**Alıntılanan Metin:**
···
Yargıtay 2. Hukuk Dairesi 2021/5610 Esas 2022/3007 Karar Sayılı İlamı

Abaküs Yazılım
2. Hukuk Dairesi
Esas No: 2021/5610
Karar No: 2022/3007
Karar Tarihi: 29.03.2022

Yargıtay 2. Hukuk Dairesi 2021/5610 Esas 2022/3007 Karar Sayılı İlamı

     Özet:

Mahkeme, bir mal rejimi tasfiyesinden kaynaklanan davada davalının bedelsiz olarak devraldığı taşınmazların bağış olduğu iddiasını reddetmiş ve davayı reddetmişti. Ancak Yargıtay'ın bozma kararı doğrultusunda yeniden yapılan yargılamada, mahkeme bozmaya uymuş ancak davacının bağış iradesinin kanıtlanamadığı gerekçesiyle yeniden taşınmazların davalıya bırakıldığını kabul ederek davayı reddetmiştir. Bozma kararında ise iddia ve savunma kapsamında deliller değerlendirilerek mal rejimi tasfiyesine karar verilmesi gerektiği belirtilmiştir. Bu nedenle, mahkeme kararı bozularak, yeniden yargılama yapılması kararlaştırılmıştır.
Kanun maddeleri:
- 6100 Sayılı Hukuk Muhakemeleri Kanunu madde 33: Maddi olayları ileri sürmek taraflara, hukuki nitelendirme yapmak ve uygulanacak kanun maddelerini belirlemek hakime aittir.
- Usule İlişkin Kazanılmış Hak: Yargıtay İçtihatları ile kabul edilmiş, usul hukukunun ana ilkelerinden biridir ve amaçları arasında kararlara karşı genel güvenin sarsılmasını önlemek bulunur.
2. Hukuk Dairesi         2021/5610 E.  ,  2022/3007 K.

    "İçtihat Metni"
···
**Verilen Görev 1:** Yargıtay kararına ilişkin metinde yer alan "Bu nedenle, mahkeme kararı bozularak, yeniden yargılama yapılması kararlaştırılmıştır." cümlesini İngilizceye çeviriniz.
Metin ile satırlar birbirinden farklı kaynaklardan alınmıştır.
···
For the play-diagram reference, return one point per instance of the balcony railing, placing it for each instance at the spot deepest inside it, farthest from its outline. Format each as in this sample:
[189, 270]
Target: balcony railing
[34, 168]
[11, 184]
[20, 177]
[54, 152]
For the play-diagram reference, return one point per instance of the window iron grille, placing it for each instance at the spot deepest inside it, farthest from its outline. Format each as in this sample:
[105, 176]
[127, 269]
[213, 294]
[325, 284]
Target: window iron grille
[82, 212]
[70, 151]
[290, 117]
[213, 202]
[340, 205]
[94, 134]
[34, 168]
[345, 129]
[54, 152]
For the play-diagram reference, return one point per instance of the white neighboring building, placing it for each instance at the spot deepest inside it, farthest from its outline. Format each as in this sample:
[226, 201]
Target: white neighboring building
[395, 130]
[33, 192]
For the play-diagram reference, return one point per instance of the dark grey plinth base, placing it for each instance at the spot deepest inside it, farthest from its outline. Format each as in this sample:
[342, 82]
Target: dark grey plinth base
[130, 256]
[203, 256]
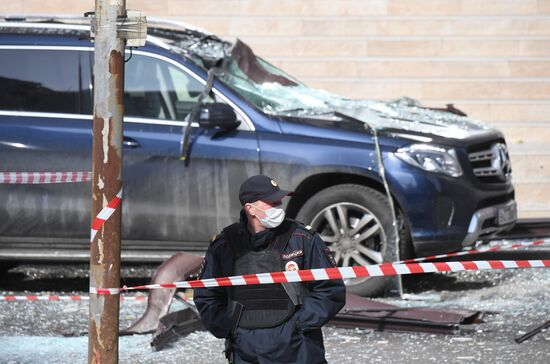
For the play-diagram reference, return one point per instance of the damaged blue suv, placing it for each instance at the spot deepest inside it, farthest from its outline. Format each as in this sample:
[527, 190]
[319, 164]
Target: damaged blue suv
[448, 177]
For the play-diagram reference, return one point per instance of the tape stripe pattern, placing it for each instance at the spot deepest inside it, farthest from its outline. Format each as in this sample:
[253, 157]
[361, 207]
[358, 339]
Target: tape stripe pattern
[386, 269]
[104, 214]
[44, 177]
[65, 298]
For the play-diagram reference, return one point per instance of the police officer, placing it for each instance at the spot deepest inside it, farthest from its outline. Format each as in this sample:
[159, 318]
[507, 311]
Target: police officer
[273, 323]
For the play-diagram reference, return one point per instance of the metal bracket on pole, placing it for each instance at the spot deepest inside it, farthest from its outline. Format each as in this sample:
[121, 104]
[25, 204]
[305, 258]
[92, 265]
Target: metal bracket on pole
[132, 27]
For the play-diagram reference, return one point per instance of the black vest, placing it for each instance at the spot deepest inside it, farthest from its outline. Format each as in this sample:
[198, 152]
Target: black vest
[267, 305]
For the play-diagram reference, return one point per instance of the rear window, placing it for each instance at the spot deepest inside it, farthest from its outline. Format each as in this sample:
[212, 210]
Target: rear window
[40, 81]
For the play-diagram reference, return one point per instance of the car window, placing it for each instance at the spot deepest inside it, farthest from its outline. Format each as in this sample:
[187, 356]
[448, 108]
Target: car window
[156, 89]
[40, 81]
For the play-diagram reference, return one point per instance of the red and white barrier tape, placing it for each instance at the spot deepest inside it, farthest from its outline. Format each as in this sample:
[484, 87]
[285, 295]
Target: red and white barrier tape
[44, 177]
[64, 298]
[481, 250]
[322, 274]
[104, 214]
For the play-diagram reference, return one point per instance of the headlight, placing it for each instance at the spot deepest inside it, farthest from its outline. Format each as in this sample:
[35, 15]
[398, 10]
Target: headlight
[431, 158]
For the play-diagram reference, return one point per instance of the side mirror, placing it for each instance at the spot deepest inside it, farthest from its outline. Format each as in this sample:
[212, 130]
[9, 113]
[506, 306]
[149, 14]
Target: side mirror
[218, 115]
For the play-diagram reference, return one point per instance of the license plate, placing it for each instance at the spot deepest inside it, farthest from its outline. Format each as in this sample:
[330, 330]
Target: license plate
[506, 215]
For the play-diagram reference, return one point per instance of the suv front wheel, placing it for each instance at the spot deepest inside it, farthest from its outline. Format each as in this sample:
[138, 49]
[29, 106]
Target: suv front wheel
[355, 223]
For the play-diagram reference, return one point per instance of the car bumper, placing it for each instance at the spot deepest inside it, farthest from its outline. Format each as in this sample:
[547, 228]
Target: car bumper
[490, 221]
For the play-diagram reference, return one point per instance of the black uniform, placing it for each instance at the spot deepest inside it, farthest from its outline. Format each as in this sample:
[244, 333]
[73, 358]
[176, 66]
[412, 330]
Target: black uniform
[299, 338]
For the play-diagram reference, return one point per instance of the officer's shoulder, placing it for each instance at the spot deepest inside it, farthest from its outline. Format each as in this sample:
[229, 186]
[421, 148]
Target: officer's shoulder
[217, 241]
[304, 229]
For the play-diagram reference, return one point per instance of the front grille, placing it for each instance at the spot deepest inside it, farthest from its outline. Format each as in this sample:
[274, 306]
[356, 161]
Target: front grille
[491, 163]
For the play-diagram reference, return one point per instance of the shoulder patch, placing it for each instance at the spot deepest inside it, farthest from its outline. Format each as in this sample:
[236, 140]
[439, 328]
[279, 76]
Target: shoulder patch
[330, 257]
[216, 241]
[293, 254]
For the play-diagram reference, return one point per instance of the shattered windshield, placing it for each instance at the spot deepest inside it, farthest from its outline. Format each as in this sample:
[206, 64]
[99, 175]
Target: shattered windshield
[277, 93]
[269, 88]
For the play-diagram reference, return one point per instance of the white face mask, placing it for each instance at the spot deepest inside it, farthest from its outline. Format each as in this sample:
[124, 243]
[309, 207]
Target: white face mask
[273, 217]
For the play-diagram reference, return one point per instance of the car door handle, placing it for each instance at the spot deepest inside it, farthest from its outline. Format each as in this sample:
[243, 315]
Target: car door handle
[130, 143]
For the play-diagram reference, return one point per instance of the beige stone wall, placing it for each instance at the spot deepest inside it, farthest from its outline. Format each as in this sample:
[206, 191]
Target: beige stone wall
[489, 57]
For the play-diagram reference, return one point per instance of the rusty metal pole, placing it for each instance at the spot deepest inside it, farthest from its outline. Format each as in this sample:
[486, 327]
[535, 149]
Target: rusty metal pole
[107, 179]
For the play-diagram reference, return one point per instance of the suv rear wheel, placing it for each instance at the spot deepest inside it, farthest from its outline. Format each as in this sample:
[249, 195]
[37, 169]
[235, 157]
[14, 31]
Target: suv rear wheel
[356, 224]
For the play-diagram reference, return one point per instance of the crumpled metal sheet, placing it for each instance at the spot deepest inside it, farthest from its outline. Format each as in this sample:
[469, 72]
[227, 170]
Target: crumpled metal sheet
[178, 268]
[365, 313]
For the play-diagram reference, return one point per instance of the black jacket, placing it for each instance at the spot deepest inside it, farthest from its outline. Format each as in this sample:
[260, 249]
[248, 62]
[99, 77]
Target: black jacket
[305, 248]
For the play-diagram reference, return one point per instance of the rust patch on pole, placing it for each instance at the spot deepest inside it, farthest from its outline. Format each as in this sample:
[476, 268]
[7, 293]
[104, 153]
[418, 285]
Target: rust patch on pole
[107, 179]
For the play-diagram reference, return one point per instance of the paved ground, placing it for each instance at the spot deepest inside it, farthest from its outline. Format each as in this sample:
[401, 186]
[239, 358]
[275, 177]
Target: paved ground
[514, 300]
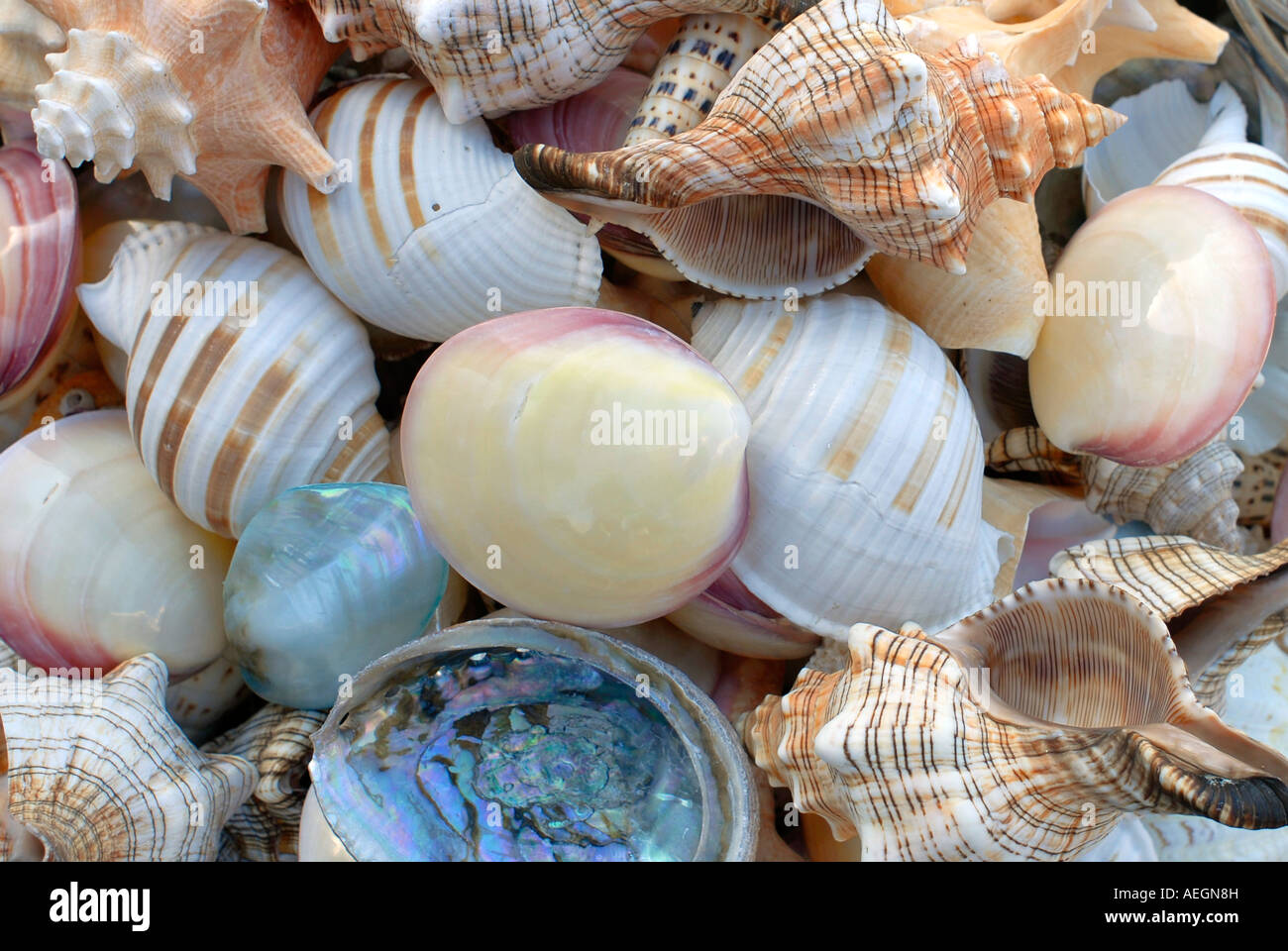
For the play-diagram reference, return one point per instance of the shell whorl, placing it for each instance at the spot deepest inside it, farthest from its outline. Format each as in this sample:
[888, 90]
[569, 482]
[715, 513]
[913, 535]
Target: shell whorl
[840, 111]
[111, 103]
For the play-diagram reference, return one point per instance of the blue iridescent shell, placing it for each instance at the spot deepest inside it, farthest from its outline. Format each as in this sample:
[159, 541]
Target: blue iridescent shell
[325, 581]
[519, 740]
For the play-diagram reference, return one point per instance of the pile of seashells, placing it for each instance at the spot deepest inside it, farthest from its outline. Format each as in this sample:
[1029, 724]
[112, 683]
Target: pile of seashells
[642, 429]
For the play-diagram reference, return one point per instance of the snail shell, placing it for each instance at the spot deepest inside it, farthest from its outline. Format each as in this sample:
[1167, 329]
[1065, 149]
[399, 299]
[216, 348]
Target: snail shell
[101, 774]
[437, 232]
[95, 564]
[223, 409]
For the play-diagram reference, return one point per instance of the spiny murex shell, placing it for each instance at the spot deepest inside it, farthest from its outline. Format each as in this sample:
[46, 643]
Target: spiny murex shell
[246, 377]
[840, 111]
[489, 56]
[978, 742]
[99, 772]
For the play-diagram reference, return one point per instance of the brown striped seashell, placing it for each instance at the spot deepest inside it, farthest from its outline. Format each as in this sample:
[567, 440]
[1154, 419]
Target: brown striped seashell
[489, 56]
[213, 90]
[1220, 607]
[98, 771]
[224, 409]
[277, 740]
[1192, 496]
[1021, 732]
[838, 111]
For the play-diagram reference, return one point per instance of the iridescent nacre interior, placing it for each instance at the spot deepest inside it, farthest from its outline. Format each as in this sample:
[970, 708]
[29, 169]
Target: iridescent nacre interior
[507, 754]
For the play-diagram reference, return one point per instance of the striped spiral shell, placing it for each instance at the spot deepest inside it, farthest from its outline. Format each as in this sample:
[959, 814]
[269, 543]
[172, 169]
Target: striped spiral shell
[489, 56]
[866, 464]
[223, 410]
[1021, 732]
[101, 774]
[837, 110]
[436, 232]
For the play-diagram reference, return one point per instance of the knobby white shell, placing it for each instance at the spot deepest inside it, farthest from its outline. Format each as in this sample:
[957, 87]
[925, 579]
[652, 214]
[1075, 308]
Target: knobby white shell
[866, 464]
[99, 772]
[433, 231]
[246, 377]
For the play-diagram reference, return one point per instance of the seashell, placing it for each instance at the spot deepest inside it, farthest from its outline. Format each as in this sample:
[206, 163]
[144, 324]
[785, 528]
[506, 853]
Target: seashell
[1222, 607]
[1257, 709]
[1193, 496]
[166, 92]
[1166, 125]
[277, 740]
[494, 56]
[1140, 361]
[732, 619]
[26, 37]
[153, 581]
[991, 305]
[99, 772]
[438, 232]
[866, 464]
[1072, 43]
[224, 412]
[938, 108]
[591, 468]
[325, 581]
[703, 55]
[39, 265]
[541, 727]
[1250, 179]
[211, 699]
[921, 758]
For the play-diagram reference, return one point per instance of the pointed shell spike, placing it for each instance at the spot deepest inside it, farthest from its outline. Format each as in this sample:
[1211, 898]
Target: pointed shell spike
[99, 772]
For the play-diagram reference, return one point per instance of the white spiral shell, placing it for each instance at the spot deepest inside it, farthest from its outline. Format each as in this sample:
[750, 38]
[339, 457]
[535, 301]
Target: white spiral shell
[866, 466]
[224, 407]
[436, 231]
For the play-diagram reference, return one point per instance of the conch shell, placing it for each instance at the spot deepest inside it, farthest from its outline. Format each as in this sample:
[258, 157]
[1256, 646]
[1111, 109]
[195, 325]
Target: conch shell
[489, 56]
[277, 740]
[213, 90]
[99, 772]
[837, 110]
[1022, 732]
[1220, 607]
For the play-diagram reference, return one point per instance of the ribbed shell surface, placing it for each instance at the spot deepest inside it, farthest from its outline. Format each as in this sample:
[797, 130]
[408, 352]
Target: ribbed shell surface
[235, 403]
[866, 466]
[434, 231]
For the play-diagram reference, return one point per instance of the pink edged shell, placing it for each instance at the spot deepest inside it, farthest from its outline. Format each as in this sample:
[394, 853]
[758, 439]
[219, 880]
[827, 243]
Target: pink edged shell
[1158, 318]
[536, 472]
[39, 261]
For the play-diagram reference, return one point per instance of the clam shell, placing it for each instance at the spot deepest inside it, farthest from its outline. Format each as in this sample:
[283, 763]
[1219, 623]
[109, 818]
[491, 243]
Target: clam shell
[95, 564]
[866, 464]
[591, 468]
[838, 111]
[99, 772]
[974, 744]
[489, 56]
[640, 729]
[223, 410]
[39, 264]
[436, 231]
[213, 92]
[277, 740]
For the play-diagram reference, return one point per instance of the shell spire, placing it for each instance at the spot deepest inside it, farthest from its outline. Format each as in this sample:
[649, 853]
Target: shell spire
[840, 111]
[213, 90]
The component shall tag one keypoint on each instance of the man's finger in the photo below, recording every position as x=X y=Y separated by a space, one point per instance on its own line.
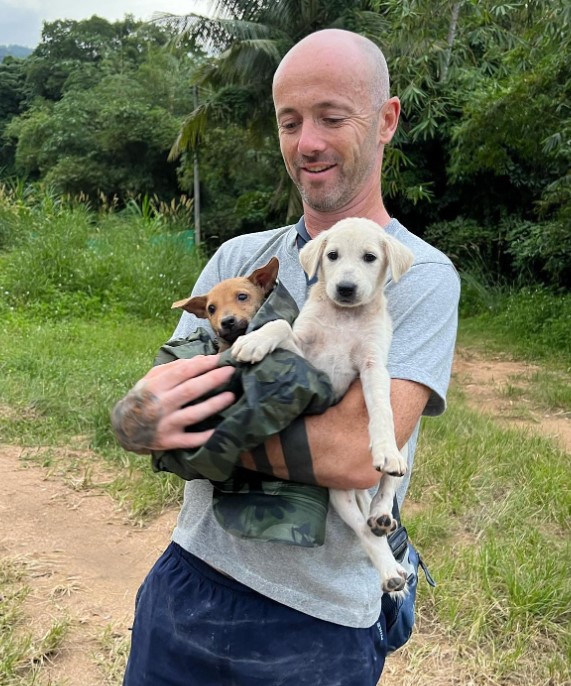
x=195 y=388
x=167 y=376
···
**Verilen Görev 2:** Satırlar arasından "knobby" kelimesini içerenlerin her birini seçerek olduğu gibi aktarınız.

**Yazılı Yanıt 1:** Therefore, it was decided that the court's decision be reversed and a retrial be held.

**Yazılı Yanıt 2:**
For the play-diagram reference, return one point per instance of the knobby white shell, placing it for each instance at the spot deepest inside it, farthest from its outline. Format each as in this sample:
Target: knobby white shell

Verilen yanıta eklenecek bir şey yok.